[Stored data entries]
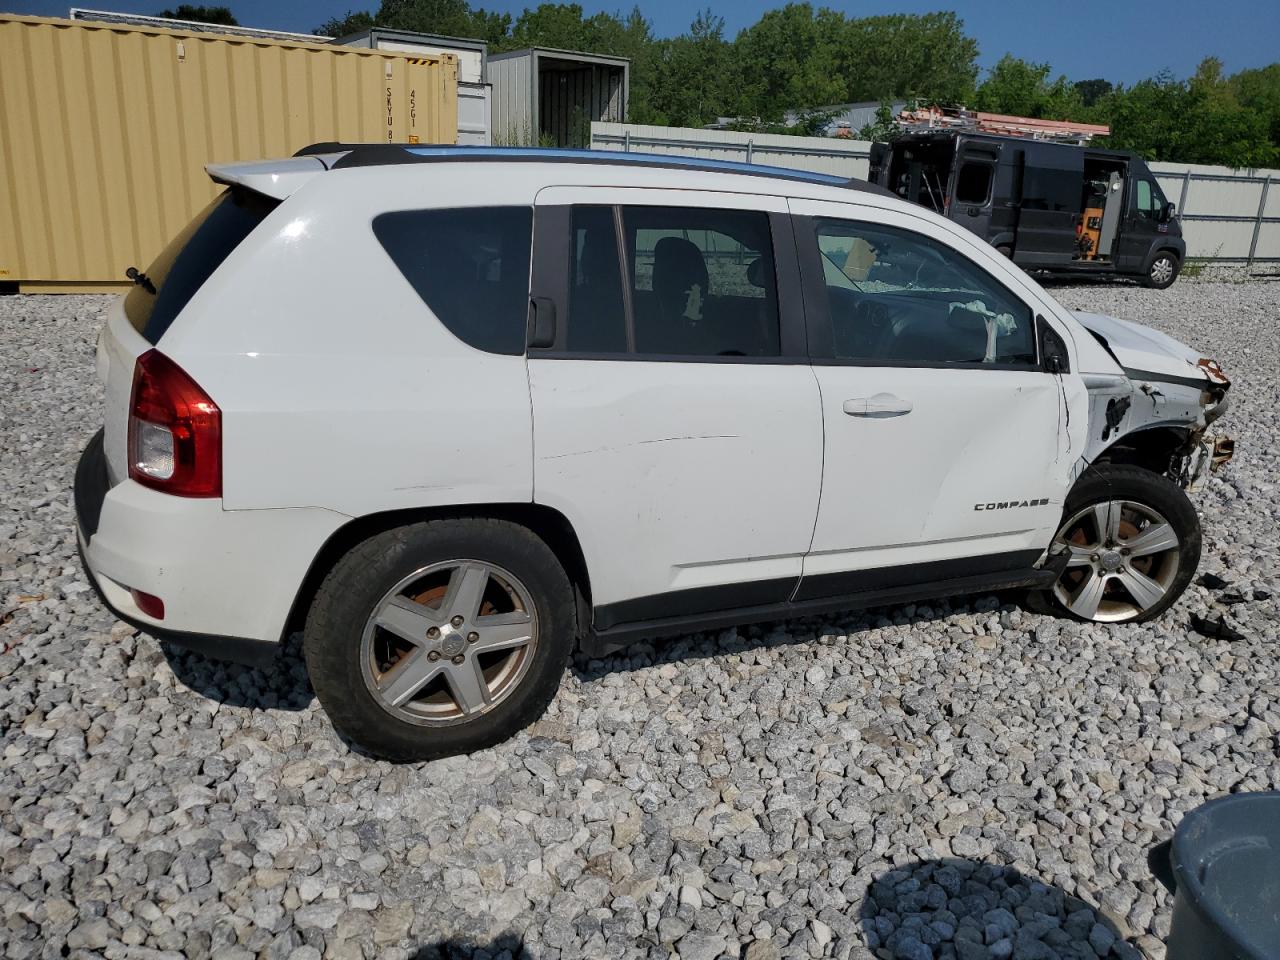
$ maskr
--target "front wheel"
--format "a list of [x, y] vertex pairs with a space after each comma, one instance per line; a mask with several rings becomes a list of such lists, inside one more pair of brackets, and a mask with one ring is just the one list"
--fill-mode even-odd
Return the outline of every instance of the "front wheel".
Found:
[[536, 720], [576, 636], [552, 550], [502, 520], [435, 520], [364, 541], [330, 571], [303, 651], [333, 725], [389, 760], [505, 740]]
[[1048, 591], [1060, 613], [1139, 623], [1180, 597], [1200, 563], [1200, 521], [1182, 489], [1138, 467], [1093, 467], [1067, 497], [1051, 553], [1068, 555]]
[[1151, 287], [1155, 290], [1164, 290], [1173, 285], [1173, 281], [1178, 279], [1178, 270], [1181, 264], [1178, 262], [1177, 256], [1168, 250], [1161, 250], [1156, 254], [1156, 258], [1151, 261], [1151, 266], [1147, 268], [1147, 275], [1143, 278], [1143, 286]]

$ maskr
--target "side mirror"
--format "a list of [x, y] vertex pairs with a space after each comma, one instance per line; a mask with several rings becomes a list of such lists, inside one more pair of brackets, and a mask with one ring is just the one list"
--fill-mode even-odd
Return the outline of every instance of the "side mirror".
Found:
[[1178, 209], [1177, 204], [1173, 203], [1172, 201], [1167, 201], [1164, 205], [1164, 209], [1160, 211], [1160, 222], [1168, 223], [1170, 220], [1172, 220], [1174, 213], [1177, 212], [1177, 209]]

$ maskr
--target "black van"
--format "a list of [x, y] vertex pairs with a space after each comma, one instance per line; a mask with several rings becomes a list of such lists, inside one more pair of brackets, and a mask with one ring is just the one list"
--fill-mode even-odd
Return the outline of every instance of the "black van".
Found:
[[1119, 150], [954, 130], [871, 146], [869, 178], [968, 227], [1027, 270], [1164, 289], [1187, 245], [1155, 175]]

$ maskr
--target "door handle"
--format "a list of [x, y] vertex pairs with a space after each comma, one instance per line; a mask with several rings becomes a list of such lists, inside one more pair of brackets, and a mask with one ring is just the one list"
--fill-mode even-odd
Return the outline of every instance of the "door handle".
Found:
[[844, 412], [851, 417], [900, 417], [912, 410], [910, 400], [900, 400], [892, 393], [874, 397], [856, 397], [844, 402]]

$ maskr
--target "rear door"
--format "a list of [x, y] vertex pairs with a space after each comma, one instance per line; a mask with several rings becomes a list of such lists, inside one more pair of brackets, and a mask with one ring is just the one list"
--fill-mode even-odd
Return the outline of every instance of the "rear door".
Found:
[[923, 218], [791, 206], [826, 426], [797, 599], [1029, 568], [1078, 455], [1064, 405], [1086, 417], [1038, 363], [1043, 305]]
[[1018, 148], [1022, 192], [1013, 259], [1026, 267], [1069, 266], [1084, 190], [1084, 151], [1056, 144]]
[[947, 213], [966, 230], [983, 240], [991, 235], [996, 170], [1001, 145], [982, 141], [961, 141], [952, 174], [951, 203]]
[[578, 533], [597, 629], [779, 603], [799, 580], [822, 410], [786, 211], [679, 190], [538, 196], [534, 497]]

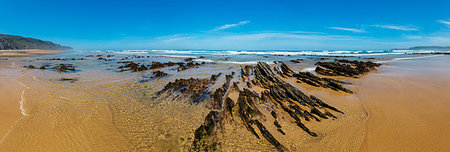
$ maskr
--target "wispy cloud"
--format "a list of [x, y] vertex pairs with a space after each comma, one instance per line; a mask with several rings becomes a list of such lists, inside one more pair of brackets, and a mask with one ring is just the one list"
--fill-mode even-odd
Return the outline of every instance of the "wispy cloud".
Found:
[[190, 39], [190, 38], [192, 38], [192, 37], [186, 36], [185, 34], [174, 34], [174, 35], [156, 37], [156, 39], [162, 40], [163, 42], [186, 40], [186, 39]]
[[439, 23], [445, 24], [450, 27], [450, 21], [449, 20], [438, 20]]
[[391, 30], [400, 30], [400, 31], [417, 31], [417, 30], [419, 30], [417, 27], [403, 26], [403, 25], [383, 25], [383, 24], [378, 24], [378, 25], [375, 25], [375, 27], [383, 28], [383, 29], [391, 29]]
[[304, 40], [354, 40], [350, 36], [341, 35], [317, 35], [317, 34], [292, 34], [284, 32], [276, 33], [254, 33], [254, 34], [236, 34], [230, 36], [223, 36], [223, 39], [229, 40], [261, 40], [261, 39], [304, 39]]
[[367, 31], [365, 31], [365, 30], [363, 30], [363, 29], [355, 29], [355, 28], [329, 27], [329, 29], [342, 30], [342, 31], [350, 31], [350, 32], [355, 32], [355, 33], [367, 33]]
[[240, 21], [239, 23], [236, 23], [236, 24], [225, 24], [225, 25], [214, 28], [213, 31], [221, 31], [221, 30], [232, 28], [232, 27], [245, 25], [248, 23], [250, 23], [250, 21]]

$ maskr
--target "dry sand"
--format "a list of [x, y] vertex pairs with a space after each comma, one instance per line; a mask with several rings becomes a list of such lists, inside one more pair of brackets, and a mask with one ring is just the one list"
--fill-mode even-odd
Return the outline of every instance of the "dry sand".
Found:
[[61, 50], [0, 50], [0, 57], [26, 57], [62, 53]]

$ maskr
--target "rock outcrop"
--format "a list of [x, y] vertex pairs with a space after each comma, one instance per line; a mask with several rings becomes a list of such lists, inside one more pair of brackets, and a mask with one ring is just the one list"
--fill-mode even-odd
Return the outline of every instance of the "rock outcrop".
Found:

EXERCISE:
A verbatim copy of all the records, minus the pictures, is the expected answer.

RESULT OF THIS TASK:
$ maskr
--target "front wheel"
--format "a list of [x, y] vertex pairs with a space after each comma, one instance per line; a mask with several rings becomes a list of such lists, inside one more pair of brackets, and a mask with one ring is just the one list"
--fill-mode even-odd
Return the outline of every instance of the "front wheel".
Found:
[[536, 720], [576, 636], [552, 550], [502, 520], [435, 520], [364, 541], [330, 571], [303, 651], [333, 725], [389, 760], [505, 740]]
[[1048, 591], [1060, 613], [1139, 623], [1180, 597], [1200, 563], [1200, 521], [1182, 489], [1138, 467], [1093, 467], [1067, 497], [1051, 553], [1068, 555]]
[[1151, 287], [1155, 290], [1164, 290], [1173, 285], [1173, 281], [1178, 279], [1178, 270], [1181, 264], [1178, 262], [1177, 256], [1168, 250], [1161, 250], [1156, 254], [1156, 258], [1151, 261], [1151, 266], [1147, 268], [1147, 275], [1143, 278], [1143, 286]]

$ maskr
--target "side mirror"
--format "a list of [x, y] vertex pairs with a space after each comma, one instance per line; a mask with several rings becomes a list of such lists, inside one more pair of brackets, and a mask with one ring is just the one list"
--fill-mode even-odd
Return the outline of every instance of the "side mirror".
Found:
[[1178, 209], [1177, 204], [1173, 203], [1172, 201], [1167, 201], [1164, 205], [1164, 209], [1160, 211], [1160, 222], [1168, 223], [1170, 220], [1172, 220], [1174, 213], [1177, 212], [1177, 209]]

$ maskr
--target "black van"
--format "a list of [x, y] vertex pairs with a space after each comma, one instance per line; a mask with several rings becomes a list of such lists, inside one more pair of brackets, and a mask with one ring is just the one list"
--fill-mode even-odd
Return the outline of every instance of the "black van".
Found:
[[1119, 150], [954, 130], [871, 146], [869, 178], [968, 227], [1027, 270], [1164, 289], [1187, 245], [1155, 175]]

$ maskr
--target "door handle"
--format "a list of [x, y] vertex pairs with a space after each comma, one instance per line; a mask with several rings becomes a list of such lists, inside one more pair of brackets, and a mask with one ring is just the one list"
--fill-mode even-odd
Return the outline of every instance of the "door handle".
Found:
[[844, 412], [851, 417], [900, 417], [912, 410], [910, 400], [900, 400], [892, 393], [874, 397], [856, 397], [844, 402]]

$ maskr
--target "rear door"
--format "a list of [x, y] vertex pairs with a space after each comma, one instance per line; a mask with several rings becomes a list of such lists, inside one more pair of brackets, and a mask with one ring is just the one list"
--fill-mode even-odd
Return the outline of every instance of the "rear door".
Found:
[[923, 218], [791, 206], [826, 426], [797, 599], [1029, 568], [1078, 455], [1064, 405], [1086, 417], [1038, 363], [1043, 305]]
[[1018, 148], [1022, 192], [1013, 259], [1026, 267], [1069, 266], [1084, 190], [1084, 151], [1056, 144]]
[[947, 213], [966, 230], [983, 240], [991, 235], [996, 170], [1001, 145], [982, 141], [961, 141], [952, 174], [951, 203]]
[[578, 533], [597, 629], [779, 603], [799, 580], [822, 410], [786, 211], [679, 190], [538, 196], [534, 497]]

$ maskr
--target "wispy cloud"
--format "a list of [x, y] vertex pairs with a space after each comma, one instance per line; a mask with several rings becomes a list of such lists, inside one more pair of brackets, and a mask with one ring is just the one list"
--fill-mode even-odd
Return the outline of every instance of the "wispy cloud".
Found:
[[190, 39], [190, 38], [192, 38], [192, 37], [186, 36], [185, 34], [174, 34], [174, 35], [156, 37], [156, 39], [162, 40], [163, 42], [186, 40], [186, 39]]
[[439, 23], [445, 24], [450, 27], [450, 21], [449, 20], [438, 20]]
[[391, 30], [400, 30], [400, 31], [417, 31], [417, 30], [419, 30], [417, 27], [403, 26], [403, 25], [383, 25], [383, 24], [378, 24], [378, 25], [375, 25], [375, 27], [383, 28], [383, 29], [391, 29]]
[[304, 40], [354, 40], [350, 36], [341, 35], [317, 35], [317, 34], [292, 34], [284, 32], [276, 33], [254, 33], [254, 34], [236, 34], [230, 36], [223, 36], [223, 39], [229, 40], [261, 40], [261, 39], [304, 39]]
[[367, 31], [365, 31], [365, 30], [363, 30], [363, 29], [355, 29], [355, 28], [329, 27], [329, 29], [342, 30], [342, 31], [350, 31], [350, 32], [355, 32], [355, 33], [367, 33]]
[[240, 21], [239, 23], [236, 23], [236, 24], [225, 24], [225, 25], [214, 28], [213, 31], [221, 31], [221, 30], [232, 28], [232, 27], [245, 25], [248, 23], [250, 23], [250, 21]]

$ maskr
--target "dry sand"
--format "a list of [x, y] vertex pairs with a space after each comma, one instance per line; a mask with several rings becomes a list of such lists, inside one more pair of brackets, and a mask with one ring is just the one list"
--fill-mode even-odd
Return the outline of every instance of the "dry sand".
Found:
[[61, 50], [0, 50], [0, 57], [26, 57], [62, 53]]

$ maskr
--target "rock outcrop"
--format "a list of [x, y] vertex pairs with a space after each comma, one instance per line; a mask with several rings becomes a list of such lists, inside one more pair of brackets, and a mask with one ring is just the one list"
--fill-mode even-odd
Return the outline of every instance of the "rock outcrop".
Found:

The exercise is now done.